Today, there are a number of website builders aimed at creators who want to point fans to a dedicated landing page from their social media profile. If you’ve spent any time on TikTok or Instagram, you’ve likely come across one of these simplified “link in bio”-style websites — like those hosted by Linktree, for example. A new startup called Beacons is now entering this market with the goal of making “link in bio” websites even more powerful. Its website builder offers creators an expanded set of tools to monetize their community, including through donations, sales, paid requests, affiliate shopping and more.
After signing up for the service, Beacons walks the user through a series of questions, many which can be answered with just a “yes” or “no.” For example, Beacons may ask the user if they want to accept donations or collect followers’ emails, if they make TikTok or YouTube videos, and which category they’re in, in terms of the content they create.
This information is used to set up their Beacons landing page with the right content sections, which Beacons calls “blocks.” At launch, Beacons offers around a dozen of these configurable blocks, like email and SMS collection modules, video embed blocks for TikTok or YouTube creators, music blocks for embedding a track or album, a Twitter block to embed a tweet or Twitter profile, and link blocks, similar to Linktree, among others.

[Pointing and labeling entries]

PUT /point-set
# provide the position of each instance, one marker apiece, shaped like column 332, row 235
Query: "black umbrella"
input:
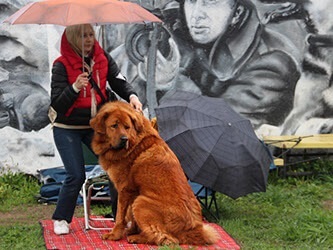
column 215, row 145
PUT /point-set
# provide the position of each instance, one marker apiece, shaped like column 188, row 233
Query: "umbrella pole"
column 82, row 31
column 151, row 70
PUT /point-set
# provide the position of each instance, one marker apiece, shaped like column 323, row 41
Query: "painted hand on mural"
column 233, row 56
column 166, row 70
column 24, row 70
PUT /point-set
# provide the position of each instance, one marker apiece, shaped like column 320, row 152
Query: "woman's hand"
column 81, row 82
column 135, row 103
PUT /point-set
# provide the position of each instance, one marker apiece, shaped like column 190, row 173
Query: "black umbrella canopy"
column 215, row 145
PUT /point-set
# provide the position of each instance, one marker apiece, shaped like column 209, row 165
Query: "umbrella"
column 215, row 145
column 71, row 12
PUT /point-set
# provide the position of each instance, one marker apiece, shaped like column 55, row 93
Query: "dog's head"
column 117, row 127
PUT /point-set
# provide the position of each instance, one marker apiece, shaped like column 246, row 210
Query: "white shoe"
column 60, row 227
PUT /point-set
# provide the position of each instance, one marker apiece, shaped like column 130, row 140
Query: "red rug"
column 79, row 238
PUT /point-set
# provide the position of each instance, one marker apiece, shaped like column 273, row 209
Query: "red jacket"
column 73, row 64
column 75, row 108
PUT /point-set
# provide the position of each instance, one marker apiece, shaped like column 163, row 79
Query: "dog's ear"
column 98, row 122
column 137, row 121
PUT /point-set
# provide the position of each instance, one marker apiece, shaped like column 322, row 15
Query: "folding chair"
column 206, row 198
column 95, row 183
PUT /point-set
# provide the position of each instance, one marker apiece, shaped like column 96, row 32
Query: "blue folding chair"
column 206, row 198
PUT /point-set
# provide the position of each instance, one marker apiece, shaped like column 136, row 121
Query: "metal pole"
column 151, row 71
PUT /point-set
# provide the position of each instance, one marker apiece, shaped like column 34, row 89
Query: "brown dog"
column 152, row 187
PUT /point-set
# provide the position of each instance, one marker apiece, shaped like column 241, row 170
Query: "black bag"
column 111, row 95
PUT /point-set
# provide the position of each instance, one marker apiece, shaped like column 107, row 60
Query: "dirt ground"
column 31, row 214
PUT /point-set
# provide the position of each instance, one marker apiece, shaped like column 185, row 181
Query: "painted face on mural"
column 208, row 19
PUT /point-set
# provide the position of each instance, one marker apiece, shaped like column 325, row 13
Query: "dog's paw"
column 136, row 239
column 111, row 236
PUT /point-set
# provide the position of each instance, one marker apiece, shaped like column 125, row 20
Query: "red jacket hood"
column 76, row 60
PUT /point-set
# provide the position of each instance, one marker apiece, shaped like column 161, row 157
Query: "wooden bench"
column 279, row 162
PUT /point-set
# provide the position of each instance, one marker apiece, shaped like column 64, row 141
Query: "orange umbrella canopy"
column 72, row 12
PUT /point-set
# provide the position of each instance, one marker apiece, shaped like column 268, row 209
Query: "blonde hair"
column 74, row 35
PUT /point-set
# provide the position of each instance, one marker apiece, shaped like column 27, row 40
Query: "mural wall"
column 271, row 60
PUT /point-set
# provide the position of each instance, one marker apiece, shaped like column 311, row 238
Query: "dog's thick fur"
column 152, row 188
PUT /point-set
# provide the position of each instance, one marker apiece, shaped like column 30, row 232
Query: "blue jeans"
column 69, row 145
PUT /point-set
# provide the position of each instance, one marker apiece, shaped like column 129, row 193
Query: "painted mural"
column 271, row 60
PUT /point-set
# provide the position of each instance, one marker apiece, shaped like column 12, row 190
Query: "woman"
column 75, row 101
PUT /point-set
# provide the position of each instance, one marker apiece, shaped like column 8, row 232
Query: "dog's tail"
column 209, row 234
column 200, row 235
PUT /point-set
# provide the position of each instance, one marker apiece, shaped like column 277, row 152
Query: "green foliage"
column 16, row 189
column 291, row 214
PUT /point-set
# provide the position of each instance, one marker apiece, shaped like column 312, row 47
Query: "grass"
column 294, row 213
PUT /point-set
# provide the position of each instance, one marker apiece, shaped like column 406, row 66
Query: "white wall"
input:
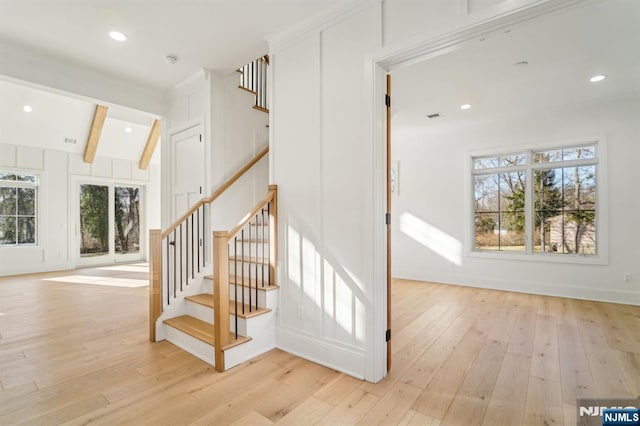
column 234, row 133
column 323, row 164
column 433, row 184
column 59, row 172
column 239, row 132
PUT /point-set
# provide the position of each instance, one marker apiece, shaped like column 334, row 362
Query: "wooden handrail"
column 266, row 200
column 216, row 193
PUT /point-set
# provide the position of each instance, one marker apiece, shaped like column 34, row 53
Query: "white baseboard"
column 347, row 360
column 543, row 289
column 34, row 269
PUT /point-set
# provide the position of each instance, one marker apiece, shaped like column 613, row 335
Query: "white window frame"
column 24, row 184
column 601, row 256
column 112, row 257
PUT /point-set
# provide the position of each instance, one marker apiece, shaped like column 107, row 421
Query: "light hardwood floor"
column 74, row 353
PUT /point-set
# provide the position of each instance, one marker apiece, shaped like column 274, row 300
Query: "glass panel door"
column 94, row 220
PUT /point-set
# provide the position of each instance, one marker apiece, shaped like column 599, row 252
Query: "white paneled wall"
column 58, row 173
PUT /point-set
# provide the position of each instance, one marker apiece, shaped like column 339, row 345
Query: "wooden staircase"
column 228, row 316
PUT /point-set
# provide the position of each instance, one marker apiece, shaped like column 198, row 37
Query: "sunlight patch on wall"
column 105, row 281
column 310, row 277
column 293, row 260
column 436, row 240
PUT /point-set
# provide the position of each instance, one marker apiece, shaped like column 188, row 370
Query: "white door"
column 188, row 157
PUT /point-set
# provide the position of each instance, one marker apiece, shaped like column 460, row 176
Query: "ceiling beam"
column 95, row 132
column 150, row 146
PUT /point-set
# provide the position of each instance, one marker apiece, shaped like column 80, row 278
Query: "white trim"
column 600, row 143
column 625, row 297
column 392, row 57
column 74, row 210
column 352, row 360
column 317, row 24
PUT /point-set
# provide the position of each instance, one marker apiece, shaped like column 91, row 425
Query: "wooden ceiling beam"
column 150, row 146
column 94, row 134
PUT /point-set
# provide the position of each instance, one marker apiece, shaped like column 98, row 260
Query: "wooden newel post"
column 273, row 235
column 220, row 294
column 155, row 280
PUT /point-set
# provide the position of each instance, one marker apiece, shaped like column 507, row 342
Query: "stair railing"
column 252, row 266
column 179, row 252
column 253, row 78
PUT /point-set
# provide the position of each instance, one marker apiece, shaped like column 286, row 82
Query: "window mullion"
column 529, row 223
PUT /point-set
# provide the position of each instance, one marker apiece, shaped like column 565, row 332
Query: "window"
column 538, row 201
column 18, row 207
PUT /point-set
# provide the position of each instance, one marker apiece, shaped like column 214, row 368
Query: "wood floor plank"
column 577, row 381
column 421, row 373
column 441, row 390
column 508, row 399
column 544, row 402
column 545, row 358
column 351, row 409
column 471, row 400
column 393, row 406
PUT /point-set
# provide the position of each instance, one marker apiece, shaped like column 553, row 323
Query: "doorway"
column 109, row 223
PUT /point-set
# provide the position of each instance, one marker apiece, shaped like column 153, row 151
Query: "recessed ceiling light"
column 117, row 36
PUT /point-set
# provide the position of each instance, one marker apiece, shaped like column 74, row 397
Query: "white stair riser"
column 201, row 312
column 266, row 299
column 194, row 346
column 261, row 269
column 263, row 247
column 262, row 331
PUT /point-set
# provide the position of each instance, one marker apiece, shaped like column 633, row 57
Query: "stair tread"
column 202, row 330
column 206, row 299
column 233, row 280
column 199, row 329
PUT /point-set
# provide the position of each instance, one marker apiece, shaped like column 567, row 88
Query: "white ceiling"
column 563, row 51
column 55, row 117
column 213, row 34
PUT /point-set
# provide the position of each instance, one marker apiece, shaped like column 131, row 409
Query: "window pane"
column 94, row 220
column 7, row 201
column 486, row 230
column 512, row 231
column 7, row 230
column 512, row 160
column 7, row 176
column 26, row 230
column 26, row 178
column 547, row 156
column 486, row 193
column 26, row 201
column 127, row 220
column 486, row 163
column 548, row 204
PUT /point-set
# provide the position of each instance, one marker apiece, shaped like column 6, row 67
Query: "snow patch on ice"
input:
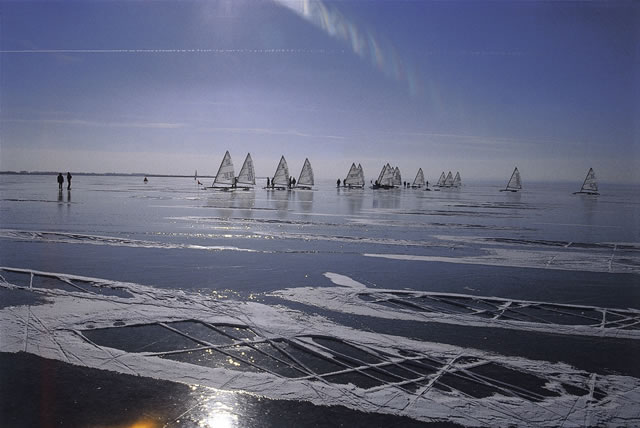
column 359, row 369
column 343, row 280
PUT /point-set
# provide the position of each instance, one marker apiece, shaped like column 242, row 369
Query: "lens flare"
column 363, row 42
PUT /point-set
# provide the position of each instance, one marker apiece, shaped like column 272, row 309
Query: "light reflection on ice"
column 334, row 364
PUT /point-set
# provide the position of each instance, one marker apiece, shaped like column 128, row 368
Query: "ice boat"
column 589, row 186
column 448, row 182
column 514, row 183
column 280, row 179
column 397, row 178
column 418, row 182
column 457, row 182
column 247, row 177
column 305, row 180
column 355, row 177
column 385, row 179
column 225, row 178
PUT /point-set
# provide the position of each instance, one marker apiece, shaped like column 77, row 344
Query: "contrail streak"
column 165, row 51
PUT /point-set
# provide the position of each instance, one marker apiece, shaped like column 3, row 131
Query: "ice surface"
column 468, row 309
column 285, row 354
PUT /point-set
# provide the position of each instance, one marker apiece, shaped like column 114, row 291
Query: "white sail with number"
column 281, row 177
column 419, row 180
column 514, row 183
column 247, row 174
column 225, row 176
column 457, row 182
column 590, row 185
column 306, row 175
column 397, row 178
column 385, row 179
column 354, row 177
column 448, row 182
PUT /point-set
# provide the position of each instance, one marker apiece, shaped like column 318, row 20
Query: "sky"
column 478, row 87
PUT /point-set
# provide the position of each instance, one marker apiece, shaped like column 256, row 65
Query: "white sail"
column 386, row 176
column 225, row 175
column 384, row 169
column 247, row 175
column 448, row 182
column 457, row 182
column 306, row 175
column 590, row 185
column 419, row 180
column 397, row 178
column 514, row 183
column 281, row 177
column 354, row 177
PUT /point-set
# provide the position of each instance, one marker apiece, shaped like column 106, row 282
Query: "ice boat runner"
column 514, row 183
column 448, row 182
column 280, row 179
column 590, row 186
column 305, row 181
column 397, row 178
column 247, row 177
column 355, row 177
column 457, row 182
column 225, row 178
column 418, row 182
column 385, row 179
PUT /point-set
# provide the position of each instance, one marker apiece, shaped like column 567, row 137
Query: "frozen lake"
column 487, row 284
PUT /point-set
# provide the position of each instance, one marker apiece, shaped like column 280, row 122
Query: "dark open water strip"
column 38, row 392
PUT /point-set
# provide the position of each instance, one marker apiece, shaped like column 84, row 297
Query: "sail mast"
column 247, row 175
column 306, row 175
column 225, row 173
column 281, row 177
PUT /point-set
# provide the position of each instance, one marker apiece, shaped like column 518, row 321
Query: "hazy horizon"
column 477, row 87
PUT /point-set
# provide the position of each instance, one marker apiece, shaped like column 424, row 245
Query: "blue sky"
column 167, row 87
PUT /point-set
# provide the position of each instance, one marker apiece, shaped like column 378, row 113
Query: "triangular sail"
column 590, row 184
column 457, row 182
column 384, row 169
column 397, row 178
column 514, row 182
column 386, row 176
column 419, row 180
column 247, row 175
column 448, row 182
column 353, row 177
column 225, row 175
column 281, row 177
column 306, row 175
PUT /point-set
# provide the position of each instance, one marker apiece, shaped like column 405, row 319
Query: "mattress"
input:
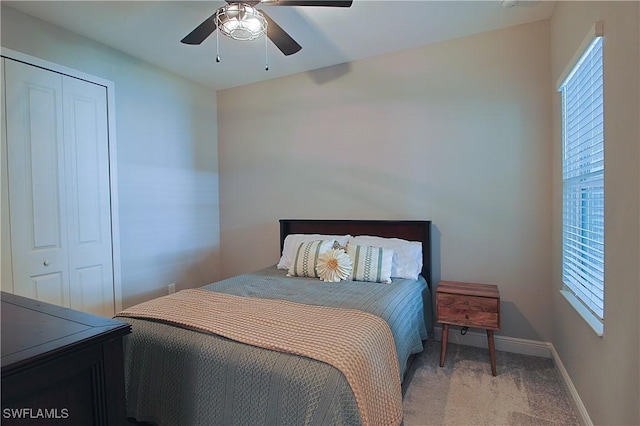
column 177, row 376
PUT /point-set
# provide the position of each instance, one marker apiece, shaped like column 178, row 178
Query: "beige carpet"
column 526, row 391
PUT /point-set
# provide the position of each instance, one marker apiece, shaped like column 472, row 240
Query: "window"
column 583, row 183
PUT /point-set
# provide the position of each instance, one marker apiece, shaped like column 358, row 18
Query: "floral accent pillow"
column 334, row 265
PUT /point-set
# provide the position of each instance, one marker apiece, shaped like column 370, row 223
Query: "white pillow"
column 372, row 264
column 306, row 257
column 407, row 259
column 292, row 241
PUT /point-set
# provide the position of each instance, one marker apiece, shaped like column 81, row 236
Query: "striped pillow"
column 370, row 263
column 306, row 257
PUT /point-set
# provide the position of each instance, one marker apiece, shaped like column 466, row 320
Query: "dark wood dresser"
column 60, row 366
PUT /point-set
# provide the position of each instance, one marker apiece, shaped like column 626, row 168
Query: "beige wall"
column 457, row 132
column 605, row 370
column 167, row 159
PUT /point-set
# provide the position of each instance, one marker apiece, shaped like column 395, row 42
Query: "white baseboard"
column 571, row 390
column 523, row 347
column 503, row 343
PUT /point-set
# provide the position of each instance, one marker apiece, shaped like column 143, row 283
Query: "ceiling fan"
column 241, row 21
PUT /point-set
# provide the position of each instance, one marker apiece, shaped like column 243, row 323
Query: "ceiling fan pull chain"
column 266, row 54
column 217, row 46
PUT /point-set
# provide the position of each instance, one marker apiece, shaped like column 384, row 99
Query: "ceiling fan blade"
column 280, row 38
column 201, row 32
column 325, row 3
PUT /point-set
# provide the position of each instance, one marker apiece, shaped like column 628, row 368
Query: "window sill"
column 590, row 319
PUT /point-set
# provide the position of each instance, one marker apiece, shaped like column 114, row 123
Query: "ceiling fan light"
column 241, row 22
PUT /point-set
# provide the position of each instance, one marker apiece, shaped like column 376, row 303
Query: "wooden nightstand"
column 468, row 305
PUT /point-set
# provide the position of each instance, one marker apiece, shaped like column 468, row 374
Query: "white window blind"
column 583, row 180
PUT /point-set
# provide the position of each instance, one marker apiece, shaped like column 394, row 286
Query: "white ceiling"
column 152, row 30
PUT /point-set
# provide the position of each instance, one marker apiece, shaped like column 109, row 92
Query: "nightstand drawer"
column 466, row 317
column 470, row 303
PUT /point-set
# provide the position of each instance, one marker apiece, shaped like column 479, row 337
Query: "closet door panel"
column 88, row 197
column 37, row 200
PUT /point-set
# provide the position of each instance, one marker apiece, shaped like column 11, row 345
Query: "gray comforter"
column 176, row 376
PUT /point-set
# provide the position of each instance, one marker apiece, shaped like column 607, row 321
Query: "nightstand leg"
column 443, row 343
column 492, row 351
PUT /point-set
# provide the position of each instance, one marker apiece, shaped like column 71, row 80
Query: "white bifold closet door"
column 59, row 197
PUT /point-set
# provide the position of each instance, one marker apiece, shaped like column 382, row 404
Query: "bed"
column 177, row 373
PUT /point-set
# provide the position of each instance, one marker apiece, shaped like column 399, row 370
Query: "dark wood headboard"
column 411, row 230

* [Work instructions]:
1) In the Beacons article, what name does Beacons give the content sections of a user's landing page?
2) List every kind of block that the Beacons article names as available at launch.
3) Write the next part of the Beacons article, picking up after its final sentence.

* [Outputs]:
1) Beacons calls them "blocks."

2)
- Email and SMS collection modules
- Video embed blocks for TikTok or YouTube creators
- Music blocks for embedding a track or album
- A Twitter block to embed a tweet or Twitter profile
- Link blocks, similar to Linktree

3)
There’s even a “friends” block, which is like a modern-day Myspace Top 8. This lets you link out to your friends on either Beacons, Instagram, Twitter or TikTok.
An area where Beacons differentiates itself from other “link in bio” website builders, however, is with its set of “monetization” blocks. Today, it has four tools for creators who want to generate revenue from their online presence. One of these is similar to Cameo, as it allows the creator to set up a menu of options to take fan requests for personalized content. For instance, fans could ask a fitness influencer to critique their routine, or they could pay to have their burning questions answered by someone they admire. The creator can then send out a personalized response either publicly or privately.
Other monetization blocks allow creators to accept donations or sell digital downloads — like e-books or paid video content, for instance.
The fourth, and perhaps most interesting, monetization block is a TikTok shopping feature. It allows creators to embed their TikTok videos where they recommend products directly on their Beacons website. From here, they can add affiliate links to the products in question, allowing them to directly generate revenue when fans purchase the items they’ve featured.
This particular feature comes at an opportune time. Today, TikTok is only beginning to formalize its plans around e-commerce. In a recent presentation to marketers, TikTok spoke of its plans to launch new online shopping tools that would allow brands to more directly reach TikTok’s younger audience. TikTok has also partnered with Shopify on social commerce, and has experimented with live video shopping, including with a holiday event hosted by Walmart.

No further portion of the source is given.